Streets around the school were blocked off and journalists were not allowed near the school, an AFP photograher said.
The surge in attacks breaks a relative calm that accompanied the historic Iraqi referendum on a new constitution Saturday.
Four US soldiers were killed in attacks on Wednesday and a fifth died from a “non-hostile gunshot wound” on Tuesday the US military said.
The latest deaths brought to 1,981 the number of US military personnel killed in Iraq since the US-led invasion of March 2003, according to an AFP tally based on Pentagon figures.
Since the referendum, 12 US military personnel have been killed in attacks.
Senior Qaeda Leader Killed in Iraq
US forces killed 12 militants in western Iraq including an Al-Qaeda leader responsible for attacks around Ramadi, a focus of the Sunni Arab insurgency, the US military said yesterday.
A statement said Saad Ali Firas Muntar Al-Dulaimi, also known as Abu Abdullah, was among 12 people killed in a series of Oct. 15 raids on suspected insurgents in Ramadi, about 110 km west of Baghdad.
The statement said Dulaimi was “highly regarded” by top Al-Qaeda leaders in Iraq including the group’s chief, Jordanian Abu Musab Al-Zarqawi.
“(Dulaimi) was chiefly responsible for planning and executing all terrorist attacks on Iraqi and Coalition forces in the Ramadi and Falluja areas,” the statement said.
Ramadi and Falluja in western Anbar province are both bastions of Sunni Arab insurgents who have waged a bloody campaign of bombings, murders and kidnappings against the US— backed Baghdad government.
US forces have conducted a series of operations against insurgents around the two cities and areas to the west over the past three weeks to try to impose security ahead of last Saturday’s constitutional referendum in Iraq.

— Data —
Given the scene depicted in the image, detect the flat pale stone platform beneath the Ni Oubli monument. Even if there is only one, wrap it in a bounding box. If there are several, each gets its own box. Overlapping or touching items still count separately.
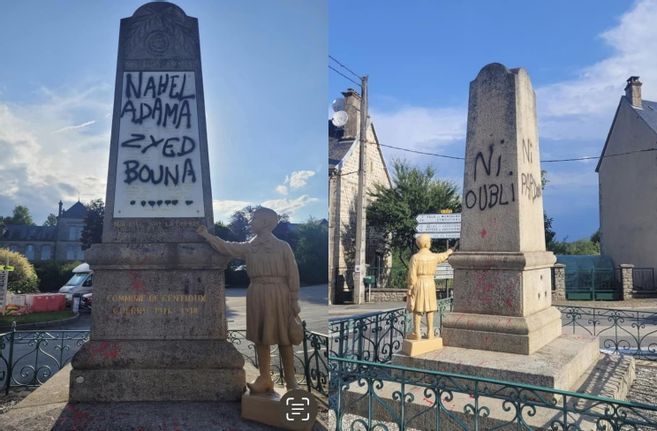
[392,335,600,390]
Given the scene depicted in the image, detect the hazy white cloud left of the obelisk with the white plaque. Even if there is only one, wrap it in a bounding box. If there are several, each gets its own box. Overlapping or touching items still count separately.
[0,85,112,223]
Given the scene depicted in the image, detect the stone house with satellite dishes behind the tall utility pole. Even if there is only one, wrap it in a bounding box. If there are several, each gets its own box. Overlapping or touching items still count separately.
[328,89,391,303]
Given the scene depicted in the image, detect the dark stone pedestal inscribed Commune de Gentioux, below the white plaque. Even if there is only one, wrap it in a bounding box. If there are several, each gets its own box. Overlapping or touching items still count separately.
[70,243,245,402]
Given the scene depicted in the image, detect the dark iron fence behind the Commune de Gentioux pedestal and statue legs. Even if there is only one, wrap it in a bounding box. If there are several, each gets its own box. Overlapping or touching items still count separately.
[0,322,328,396]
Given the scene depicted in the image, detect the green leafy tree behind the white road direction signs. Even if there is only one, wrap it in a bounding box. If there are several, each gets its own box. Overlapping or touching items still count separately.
[367,160,461,267]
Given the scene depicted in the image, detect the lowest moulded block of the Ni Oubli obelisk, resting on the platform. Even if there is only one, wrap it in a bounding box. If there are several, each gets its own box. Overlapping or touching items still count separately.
[440,307,562,355]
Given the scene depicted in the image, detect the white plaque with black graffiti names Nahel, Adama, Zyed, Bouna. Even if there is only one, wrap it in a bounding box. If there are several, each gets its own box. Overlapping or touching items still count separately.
[114,71,204,218]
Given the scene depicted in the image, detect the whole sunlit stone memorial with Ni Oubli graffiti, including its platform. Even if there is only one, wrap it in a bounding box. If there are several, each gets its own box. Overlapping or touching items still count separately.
[394,63,632,390]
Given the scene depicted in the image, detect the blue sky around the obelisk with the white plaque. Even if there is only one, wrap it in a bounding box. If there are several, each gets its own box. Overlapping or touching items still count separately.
[0,0,328,224]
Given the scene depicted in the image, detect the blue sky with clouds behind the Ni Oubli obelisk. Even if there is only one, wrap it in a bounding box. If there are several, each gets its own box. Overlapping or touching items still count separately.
[328,0,657,240]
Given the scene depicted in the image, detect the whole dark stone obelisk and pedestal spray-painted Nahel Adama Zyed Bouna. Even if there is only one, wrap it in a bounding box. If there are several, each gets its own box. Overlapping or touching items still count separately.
[70,2,245,402]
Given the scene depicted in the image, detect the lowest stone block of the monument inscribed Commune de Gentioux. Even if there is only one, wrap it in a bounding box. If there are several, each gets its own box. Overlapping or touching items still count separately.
[70,340,245,402]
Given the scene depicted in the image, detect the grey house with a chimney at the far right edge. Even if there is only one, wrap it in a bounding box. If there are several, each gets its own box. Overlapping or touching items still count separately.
[595,76,657,286]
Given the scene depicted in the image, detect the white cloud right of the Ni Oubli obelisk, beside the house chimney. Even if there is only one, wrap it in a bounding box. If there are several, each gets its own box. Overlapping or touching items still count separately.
[529,0,657,139]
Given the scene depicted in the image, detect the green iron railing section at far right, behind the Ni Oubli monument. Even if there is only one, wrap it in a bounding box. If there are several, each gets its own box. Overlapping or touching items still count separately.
[557,305,657,360]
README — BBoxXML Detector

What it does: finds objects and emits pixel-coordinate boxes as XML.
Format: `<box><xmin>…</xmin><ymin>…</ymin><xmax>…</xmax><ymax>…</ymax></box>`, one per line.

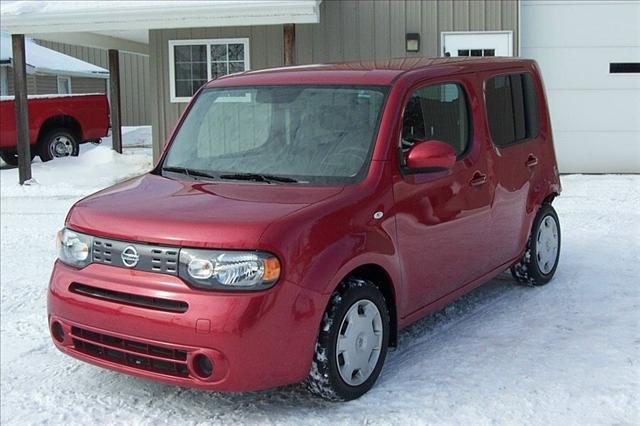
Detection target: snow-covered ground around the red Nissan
<box><xmin>0</xmin><ymin>135</ymin><xmax>640</xmax><ymax>425</ymax></box>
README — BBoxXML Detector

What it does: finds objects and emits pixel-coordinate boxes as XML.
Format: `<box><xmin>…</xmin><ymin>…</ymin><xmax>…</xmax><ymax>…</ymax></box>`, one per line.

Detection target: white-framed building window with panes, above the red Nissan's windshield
<box><xmin>169</xmin><ymin>38</ymin><xmax>249</xmax><ymax>102</ymax></box>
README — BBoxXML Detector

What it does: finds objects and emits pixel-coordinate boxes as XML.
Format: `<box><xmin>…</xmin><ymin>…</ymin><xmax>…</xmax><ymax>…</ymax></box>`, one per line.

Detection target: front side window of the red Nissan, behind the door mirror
<box><xmin>402</xmin><ymin>83</ymin><xmax>469</xmax><ymax>155</ymax></box>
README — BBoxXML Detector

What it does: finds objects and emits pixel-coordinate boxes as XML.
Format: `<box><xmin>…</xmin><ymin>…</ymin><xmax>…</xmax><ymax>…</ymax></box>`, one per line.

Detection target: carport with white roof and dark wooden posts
<box><xmin>1</xmin><ymin>0</ymin><xmax>320</xmax><ymax>184</ymax></box>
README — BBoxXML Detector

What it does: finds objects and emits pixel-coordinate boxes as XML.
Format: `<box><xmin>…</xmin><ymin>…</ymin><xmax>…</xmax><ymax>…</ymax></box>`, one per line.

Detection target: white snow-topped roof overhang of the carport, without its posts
<box><xmin>0</xmin><ymin>0</ymin><xmax>322</xmax><ymax>54</ymax></box>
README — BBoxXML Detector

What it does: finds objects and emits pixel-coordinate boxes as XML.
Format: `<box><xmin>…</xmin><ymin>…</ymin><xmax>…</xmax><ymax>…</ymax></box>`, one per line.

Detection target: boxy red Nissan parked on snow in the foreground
<box><xmin>48</xmin><ymin>58</ymin><xmax>561</xmax><ymax>401</ymax></box>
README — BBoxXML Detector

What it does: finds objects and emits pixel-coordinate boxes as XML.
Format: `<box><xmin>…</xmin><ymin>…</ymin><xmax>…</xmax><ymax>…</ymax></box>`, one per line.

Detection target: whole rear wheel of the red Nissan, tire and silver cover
<box><xmin>511</xmin><ymin>204</ymin><xmax>560</xmax><ymax>286</ymax></box>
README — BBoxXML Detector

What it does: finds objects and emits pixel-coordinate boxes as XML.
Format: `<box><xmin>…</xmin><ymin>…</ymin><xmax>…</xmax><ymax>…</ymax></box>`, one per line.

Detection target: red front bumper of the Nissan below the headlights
<box><xmin>48</xmin><ymin>262</ymin><xmax>326</xmax><ymax>391</ymax></box>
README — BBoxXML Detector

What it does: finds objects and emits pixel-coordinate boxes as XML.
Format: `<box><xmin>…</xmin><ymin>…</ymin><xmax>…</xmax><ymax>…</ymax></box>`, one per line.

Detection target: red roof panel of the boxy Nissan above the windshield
<box><xmin>207</xmin><ymin>57</ymin><xmax>532</xmax><ymax>87</ymax></box>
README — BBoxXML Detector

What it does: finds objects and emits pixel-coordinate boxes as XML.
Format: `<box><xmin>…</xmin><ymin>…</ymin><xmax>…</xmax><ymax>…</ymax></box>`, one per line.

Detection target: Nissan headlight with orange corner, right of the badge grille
<box><xmin>178</xmin><ymin>249</ymin><xmax>280</xmax><ymax>290</ymax></box>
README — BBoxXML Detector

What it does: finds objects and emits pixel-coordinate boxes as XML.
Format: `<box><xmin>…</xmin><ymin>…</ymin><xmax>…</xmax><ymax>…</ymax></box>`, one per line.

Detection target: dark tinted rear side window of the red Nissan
<box><xmin>485</xmin><ymin>73</ymin><xmax>540</xmax><ymax>146</ymax></box>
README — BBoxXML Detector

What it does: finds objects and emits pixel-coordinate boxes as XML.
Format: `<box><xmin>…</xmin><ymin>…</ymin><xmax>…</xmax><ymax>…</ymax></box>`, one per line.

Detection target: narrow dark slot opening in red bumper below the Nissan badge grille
<box><xmin>69</xmin><ymin>283</ymin><xmax>189</xmax><ymax>313</ymax></box>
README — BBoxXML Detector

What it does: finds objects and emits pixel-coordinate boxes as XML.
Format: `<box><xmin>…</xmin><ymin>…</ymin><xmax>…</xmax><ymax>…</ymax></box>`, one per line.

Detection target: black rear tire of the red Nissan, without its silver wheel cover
<box><xmin>511</xmin><ymin>204</ymin><xmax>561</xmax><ymax>286</ymax></box>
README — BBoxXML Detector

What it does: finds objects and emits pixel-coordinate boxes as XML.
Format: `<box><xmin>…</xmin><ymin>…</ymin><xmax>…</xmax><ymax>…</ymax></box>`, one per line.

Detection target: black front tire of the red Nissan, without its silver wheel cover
<box><xmin>305</xmin><ymin>277</ymin><xmax>389</xmax><ymax>401</ymax></box>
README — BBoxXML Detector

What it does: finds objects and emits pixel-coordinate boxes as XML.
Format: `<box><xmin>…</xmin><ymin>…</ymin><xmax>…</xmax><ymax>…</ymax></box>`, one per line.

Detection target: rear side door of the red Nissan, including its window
<box><xmin>484</xmin><ymin>71</ymin><xmax>543</xmax><ymax>264</ymax></box>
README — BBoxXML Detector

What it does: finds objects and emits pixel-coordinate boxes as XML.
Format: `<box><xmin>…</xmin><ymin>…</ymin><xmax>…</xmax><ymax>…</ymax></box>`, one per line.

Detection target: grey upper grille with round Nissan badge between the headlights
<box><xmin>92</xmin><ymin>237</ymin><xmax>179</xmax><ymax>275</ymax></box>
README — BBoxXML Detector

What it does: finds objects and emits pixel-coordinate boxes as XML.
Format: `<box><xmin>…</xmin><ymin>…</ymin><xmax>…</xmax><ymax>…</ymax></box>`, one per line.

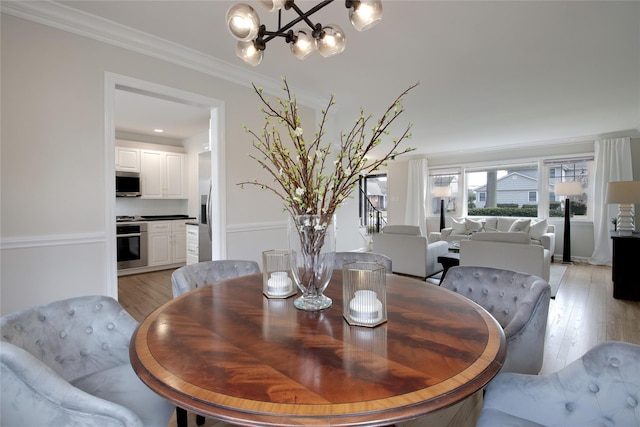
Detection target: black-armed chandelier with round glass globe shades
<box><xmin>226</xmin><ymin>0</ymin><xmax>382</xmax><ymax>67</ymax></box>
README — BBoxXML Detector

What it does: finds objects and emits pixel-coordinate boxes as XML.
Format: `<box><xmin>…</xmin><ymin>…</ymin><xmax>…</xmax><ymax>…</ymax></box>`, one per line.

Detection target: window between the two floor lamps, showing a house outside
<box><xmin>465</xmin><ymin>162</ymin><xmax>539</xmax><ymax>217</ymax></box>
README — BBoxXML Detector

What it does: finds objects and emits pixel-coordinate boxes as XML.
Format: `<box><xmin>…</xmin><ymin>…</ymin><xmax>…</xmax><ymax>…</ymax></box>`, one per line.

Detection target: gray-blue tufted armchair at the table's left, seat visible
<box><xmin>0</xmin><ymin>296</ymin><xmax>175</xmax><ymax>427</ymax></box>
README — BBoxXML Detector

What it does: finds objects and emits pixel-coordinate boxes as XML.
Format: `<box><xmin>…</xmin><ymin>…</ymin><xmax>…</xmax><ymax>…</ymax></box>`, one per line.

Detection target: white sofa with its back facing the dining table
<box><xmin>460</xmin><ymin>231</ymin><xmax>551</xmax><ymax>282</ymax></box>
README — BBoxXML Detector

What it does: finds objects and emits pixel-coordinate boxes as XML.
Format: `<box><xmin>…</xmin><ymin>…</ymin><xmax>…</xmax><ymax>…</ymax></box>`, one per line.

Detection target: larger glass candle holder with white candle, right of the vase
<box><xmin>342</xmin><ymin>262</ymin><xmax>387</xmax><ymax>327</ymax></box>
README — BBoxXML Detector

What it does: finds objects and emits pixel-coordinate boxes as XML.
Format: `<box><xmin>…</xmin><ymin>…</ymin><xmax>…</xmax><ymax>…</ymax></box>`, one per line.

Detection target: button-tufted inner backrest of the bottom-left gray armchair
<box><xmin>0</xmin><ymin>296</ymin><xmax>138</xmax><ymax>382</ymax></box>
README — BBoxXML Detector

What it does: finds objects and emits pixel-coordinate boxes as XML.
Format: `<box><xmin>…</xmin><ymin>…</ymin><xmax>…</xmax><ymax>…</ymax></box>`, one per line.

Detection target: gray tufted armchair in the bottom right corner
<box><xmin>476</xmin><ymin>341</ymin><xmax>640</xmax><ymax>427</ymax></box>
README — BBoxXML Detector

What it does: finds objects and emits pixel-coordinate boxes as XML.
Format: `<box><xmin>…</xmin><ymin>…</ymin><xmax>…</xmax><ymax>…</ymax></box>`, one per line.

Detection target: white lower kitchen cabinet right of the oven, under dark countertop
<box><xmin>147</xmin><ymin>221</ymin><xmax>187</xmax><ymax>267</ymax></box>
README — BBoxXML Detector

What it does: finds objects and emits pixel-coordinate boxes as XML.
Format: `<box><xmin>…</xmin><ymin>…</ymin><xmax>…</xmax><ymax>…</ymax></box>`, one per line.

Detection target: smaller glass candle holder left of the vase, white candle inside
<box><xmin>262</xmin><ymin>249</ymin><xmax>296</xmax><ymax>298</ymax></box>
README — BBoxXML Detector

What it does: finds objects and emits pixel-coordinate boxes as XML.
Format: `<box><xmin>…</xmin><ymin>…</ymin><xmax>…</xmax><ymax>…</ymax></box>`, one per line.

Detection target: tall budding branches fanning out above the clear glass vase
<box><xmin>239</xmin><ymin>78</ymin><xmax>418</xmax><ymax>229</ymax></box>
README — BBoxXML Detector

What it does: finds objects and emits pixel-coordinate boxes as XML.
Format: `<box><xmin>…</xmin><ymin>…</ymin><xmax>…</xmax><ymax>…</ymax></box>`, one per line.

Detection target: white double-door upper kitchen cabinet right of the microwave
<box><xmin>140</xmin><ymin>150</ymin><xmax>187</xmax><ymax>199</ymax></box>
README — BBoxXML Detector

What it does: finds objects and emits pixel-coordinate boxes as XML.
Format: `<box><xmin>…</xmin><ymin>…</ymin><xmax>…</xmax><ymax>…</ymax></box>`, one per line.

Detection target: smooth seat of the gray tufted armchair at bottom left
<box><xmin>71</xmin><ymin>363</ymin><xmax>175</xmax><ymax>426</ymax></box>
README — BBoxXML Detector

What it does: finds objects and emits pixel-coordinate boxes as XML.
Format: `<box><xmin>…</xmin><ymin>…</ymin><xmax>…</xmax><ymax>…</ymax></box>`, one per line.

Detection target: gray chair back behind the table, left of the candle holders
<box><xmin>171</xmin><ymin>260</ymin><xmax>260</xmax><ymax>298</ymax></box>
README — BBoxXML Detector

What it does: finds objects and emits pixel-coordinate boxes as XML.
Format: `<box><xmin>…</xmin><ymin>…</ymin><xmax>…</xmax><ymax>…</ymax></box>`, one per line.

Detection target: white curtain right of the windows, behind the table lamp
<box><xmin>589</xmin><ymin>138</ymin><xmax>633</xmax><ymax>265</ymax></box>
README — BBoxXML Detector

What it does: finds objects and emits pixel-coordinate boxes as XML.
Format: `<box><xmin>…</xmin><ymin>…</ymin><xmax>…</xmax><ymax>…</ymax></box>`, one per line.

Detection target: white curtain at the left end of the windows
<box><xmin>404</xmin><ymin>159</ymin><xmax>429</xmax><ymax>236</ymax></box>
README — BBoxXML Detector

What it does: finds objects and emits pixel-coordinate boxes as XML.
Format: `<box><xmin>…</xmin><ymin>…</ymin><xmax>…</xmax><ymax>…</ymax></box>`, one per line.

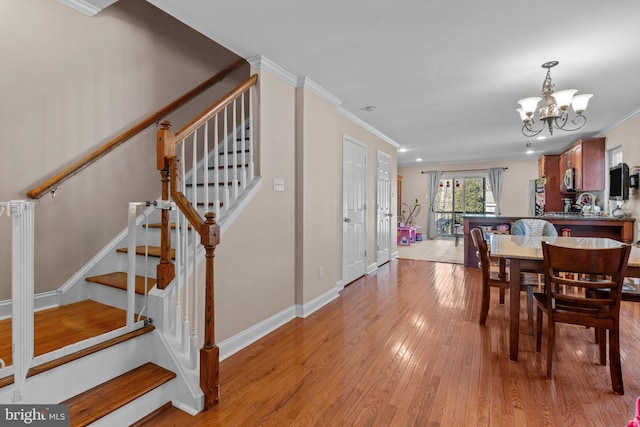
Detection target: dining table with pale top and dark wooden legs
<box><xmin>487</xmin><ymin>234</ymin><xmax>640</xmax><ymax>361</ymax></box>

— Complete the following —
a – According to the Iraq news excerpt, why have US forces carried out operations against insurgents around Ramadi and Falluja over the past three weeks? Answer in one to three sentences.
b – In the Iraq news excerpt, how far from Baghdad is Ramadi, and in what direction?
c – Transcribe the Iraq news excerpt from "Streets around the" up to and including "on Pentagon figures.".

— Exercise answers —
a – US forces carried out the operations to try to impose security ahead of the constitutional referendum held the previous Saturday.

b – Ramadi is about 110 km west of Baghdad.

c –
Streets around the school were blocked off and journalists were not allowed near the school, an AFP photograher said.
The surge in attacks breaks a relative calm that accompanied the historic Iraqi referendum on a new constitution Saturday.
Four US soldiers were killed in attacks on Wednesday and a fifth died from a “non-hostile gunshot wound” on Tuesday the US military said.
The latest deaths brought to 1,981 the number of US military personnel killed in Iraq since the US-led invasion of March 2003, according to an AFP tally based on Pentagon figures.